━━ Supplied material

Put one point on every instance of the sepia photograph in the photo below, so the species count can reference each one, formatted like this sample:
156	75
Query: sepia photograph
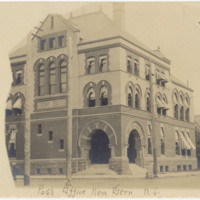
100	99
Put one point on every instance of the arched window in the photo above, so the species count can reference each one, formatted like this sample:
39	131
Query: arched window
147	72
90	65
102	63
162	141
182	113
176	111
91	97
41	80
12	143
148	102
17	106
129	67
8	107
104	95
52	78
165	107
19	76
130	96
136	67
63	77
159	105
149	140
137	99
187	114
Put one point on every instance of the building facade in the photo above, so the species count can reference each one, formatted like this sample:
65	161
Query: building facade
110	97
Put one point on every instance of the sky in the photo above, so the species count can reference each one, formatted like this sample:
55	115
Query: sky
171	26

━━━━

## Required action
Give back all of the entries verbatim, but without pictures.

## Response below
Put one point on every instance of the sepia photograph in the photo below, so the species count can reference each one, formatted like this sample:
156	75
Query: sepia photograph
100	99
Put one point on every instance of the arched window in the photo above, so the species count can reference each one, formatted like this sample:
39	131
Query: arched window
147	72
90	65
102	63
162	141
182	113
176	111
91	97
41	80
12	143
148	102
17	106
129	67
8	107
104	95
52	78
165	107
19	76
130	96
136	67
63	77
159	105
149	140
137	99
187	114
Put one point on every instance of the building facade in the photo above, so the species count can reference each one, formatted like this sample:
65	161
Query: building facade
110	97
Put one point on every instance of the sky in the photo above, so the species count can reference each one, formatted like this sample:
55	115
Query: sky
171	26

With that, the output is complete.